[GIVEN INFORMATION Boundary: Start]
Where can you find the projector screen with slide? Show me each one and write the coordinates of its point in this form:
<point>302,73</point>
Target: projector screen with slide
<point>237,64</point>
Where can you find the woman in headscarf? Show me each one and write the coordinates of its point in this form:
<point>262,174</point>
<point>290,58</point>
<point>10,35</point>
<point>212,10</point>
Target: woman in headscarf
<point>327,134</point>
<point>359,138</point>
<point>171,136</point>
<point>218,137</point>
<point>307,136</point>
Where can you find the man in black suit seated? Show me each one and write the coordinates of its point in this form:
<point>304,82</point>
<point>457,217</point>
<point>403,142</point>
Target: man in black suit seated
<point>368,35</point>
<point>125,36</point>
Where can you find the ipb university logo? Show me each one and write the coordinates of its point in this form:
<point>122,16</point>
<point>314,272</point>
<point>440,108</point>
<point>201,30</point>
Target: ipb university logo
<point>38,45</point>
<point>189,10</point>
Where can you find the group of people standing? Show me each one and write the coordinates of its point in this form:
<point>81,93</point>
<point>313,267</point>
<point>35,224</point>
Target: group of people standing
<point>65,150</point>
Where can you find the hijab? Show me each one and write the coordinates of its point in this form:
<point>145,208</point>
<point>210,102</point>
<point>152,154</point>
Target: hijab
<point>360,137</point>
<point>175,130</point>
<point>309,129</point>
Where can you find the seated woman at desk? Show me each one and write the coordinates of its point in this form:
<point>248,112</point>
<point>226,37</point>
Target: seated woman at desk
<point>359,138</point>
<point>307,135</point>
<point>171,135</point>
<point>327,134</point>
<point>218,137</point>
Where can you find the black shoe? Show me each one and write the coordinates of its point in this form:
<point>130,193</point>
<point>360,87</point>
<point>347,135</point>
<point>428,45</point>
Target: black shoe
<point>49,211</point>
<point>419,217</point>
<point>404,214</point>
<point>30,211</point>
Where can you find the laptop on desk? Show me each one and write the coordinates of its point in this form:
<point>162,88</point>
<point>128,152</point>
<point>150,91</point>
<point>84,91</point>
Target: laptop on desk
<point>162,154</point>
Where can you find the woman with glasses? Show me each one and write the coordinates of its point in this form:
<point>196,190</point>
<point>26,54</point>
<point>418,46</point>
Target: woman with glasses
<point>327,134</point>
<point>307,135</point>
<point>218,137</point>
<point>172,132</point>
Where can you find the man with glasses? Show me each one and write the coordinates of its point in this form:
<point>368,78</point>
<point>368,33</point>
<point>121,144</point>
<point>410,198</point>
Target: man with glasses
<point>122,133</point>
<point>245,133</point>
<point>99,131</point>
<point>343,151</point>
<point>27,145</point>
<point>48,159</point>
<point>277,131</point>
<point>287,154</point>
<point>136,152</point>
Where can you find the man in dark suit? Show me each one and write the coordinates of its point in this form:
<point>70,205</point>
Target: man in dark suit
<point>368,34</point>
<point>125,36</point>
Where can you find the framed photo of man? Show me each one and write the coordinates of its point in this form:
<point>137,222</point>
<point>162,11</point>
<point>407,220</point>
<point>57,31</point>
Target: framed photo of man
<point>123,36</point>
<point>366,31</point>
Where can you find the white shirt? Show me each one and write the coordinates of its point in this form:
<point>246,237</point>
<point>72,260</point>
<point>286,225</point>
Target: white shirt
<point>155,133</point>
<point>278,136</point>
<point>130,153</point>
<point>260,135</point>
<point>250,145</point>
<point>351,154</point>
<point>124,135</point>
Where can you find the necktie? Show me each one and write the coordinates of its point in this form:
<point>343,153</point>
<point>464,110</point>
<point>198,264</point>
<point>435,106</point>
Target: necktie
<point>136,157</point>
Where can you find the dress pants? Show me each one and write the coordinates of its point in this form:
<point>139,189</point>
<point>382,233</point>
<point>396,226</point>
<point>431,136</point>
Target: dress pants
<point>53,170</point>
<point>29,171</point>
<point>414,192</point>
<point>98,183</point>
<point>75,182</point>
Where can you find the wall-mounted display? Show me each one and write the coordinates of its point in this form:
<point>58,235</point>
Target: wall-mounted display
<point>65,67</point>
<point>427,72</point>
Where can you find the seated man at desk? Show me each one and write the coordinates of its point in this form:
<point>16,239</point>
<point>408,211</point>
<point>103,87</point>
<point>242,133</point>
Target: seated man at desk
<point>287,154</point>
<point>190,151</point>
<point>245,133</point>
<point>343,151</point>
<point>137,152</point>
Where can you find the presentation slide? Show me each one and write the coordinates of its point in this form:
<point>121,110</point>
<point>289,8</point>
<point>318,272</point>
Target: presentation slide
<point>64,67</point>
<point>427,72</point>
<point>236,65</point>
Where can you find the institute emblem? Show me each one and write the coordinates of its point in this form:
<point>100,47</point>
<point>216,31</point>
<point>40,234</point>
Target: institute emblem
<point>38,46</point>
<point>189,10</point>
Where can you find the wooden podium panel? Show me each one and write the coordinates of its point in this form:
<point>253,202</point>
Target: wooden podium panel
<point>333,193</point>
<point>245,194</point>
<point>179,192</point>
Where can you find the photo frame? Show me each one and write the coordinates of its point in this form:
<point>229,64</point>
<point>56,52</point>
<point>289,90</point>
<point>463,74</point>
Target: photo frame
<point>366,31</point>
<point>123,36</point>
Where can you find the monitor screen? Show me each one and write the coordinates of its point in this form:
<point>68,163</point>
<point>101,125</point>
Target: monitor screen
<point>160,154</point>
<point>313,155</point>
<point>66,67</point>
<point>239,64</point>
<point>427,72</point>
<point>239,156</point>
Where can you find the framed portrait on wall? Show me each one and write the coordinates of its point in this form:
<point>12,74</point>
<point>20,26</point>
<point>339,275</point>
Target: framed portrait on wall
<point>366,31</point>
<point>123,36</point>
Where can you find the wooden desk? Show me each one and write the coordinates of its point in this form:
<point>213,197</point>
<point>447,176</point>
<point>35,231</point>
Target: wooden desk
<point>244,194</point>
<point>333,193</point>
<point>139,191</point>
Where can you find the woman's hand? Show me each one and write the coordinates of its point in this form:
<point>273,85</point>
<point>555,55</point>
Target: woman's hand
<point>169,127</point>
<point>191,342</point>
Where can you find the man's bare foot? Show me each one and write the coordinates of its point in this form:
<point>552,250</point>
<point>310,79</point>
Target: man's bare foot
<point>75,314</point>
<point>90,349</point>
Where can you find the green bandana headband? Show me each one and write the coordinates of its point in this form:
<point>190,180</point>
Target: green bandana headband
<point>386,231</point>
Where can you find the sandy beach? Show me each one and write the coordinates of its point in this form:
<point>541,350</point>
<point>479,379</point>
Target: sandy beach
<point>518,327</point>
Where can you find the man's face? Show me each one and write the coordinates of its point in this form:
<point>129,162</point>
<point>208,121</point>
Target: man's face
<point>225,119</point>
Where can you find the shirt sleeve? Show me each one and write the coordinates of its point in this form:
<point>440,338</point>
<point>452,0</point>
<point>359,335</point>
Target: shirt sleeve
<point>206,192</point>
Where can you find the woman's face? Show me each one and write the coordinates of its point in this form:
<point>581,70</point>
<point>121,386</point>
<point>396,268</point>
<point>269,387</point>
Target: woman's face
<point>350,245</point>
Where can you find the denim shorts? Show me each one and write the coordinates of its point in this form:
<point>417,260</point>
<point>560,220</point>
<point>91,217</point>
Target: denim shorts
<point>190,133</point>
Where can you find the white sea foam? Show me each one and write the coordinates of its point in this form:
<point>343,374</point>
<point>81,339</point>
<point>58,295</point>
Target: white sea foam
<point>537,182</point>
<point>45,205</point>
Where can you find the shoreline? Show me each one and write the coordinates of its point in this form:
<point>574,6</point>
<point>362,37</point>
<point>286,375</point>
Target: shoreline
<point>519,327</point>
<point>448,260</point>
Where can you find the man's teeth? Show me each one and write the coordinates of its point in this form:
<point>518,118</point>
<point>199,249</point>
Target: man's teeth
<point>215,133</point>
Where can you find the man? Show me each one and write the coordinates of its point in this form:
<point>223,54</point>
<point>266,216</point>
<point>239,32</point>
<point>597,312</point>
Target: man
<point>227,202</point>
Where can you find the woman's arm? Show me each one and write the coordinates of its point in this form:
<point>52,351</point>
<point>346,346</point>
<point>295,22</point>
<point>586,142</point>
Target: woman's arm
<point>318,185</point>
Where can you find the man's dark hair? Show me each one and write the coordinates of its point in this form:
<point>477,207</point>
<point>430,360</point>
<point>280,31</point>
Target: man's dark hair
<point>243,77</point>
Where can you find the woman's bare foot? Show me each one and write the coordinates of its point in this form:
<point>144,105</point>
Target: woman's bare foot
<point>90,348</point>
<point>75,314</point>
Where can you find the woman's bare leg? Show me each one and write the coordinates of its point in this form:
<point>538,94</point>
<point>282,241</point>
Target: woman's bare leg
[GIVEN INFORMATION Boundary: End]
Please return exactly the lines from the opening line of the data above through the line with "<point>457,217</point>", both included and nothing else.

Where can you find the projector screen with slide? Show me each one and write the coordinates of its point in this form:
<point>302,73</point>
Target: projector screen with slide
<point>237,64</point>
Where can you find the woman in headscarf? Show me each one and write the coordinates of its point in this form:
<point>262,174</point>
<point>290,58</point>
<point>10,35</point>
<point>212,10</point>
Target: woman in headscarf
<point>327,134</point>
<point>359,138</point>
<point>171,136</point>
<point>218,137</point>
<point>307,136</point>
Where can you find the man in black suit seated? Show me each one and write the coordinates of its point in this form:
<point>304,82</point>
<point>457,217</point>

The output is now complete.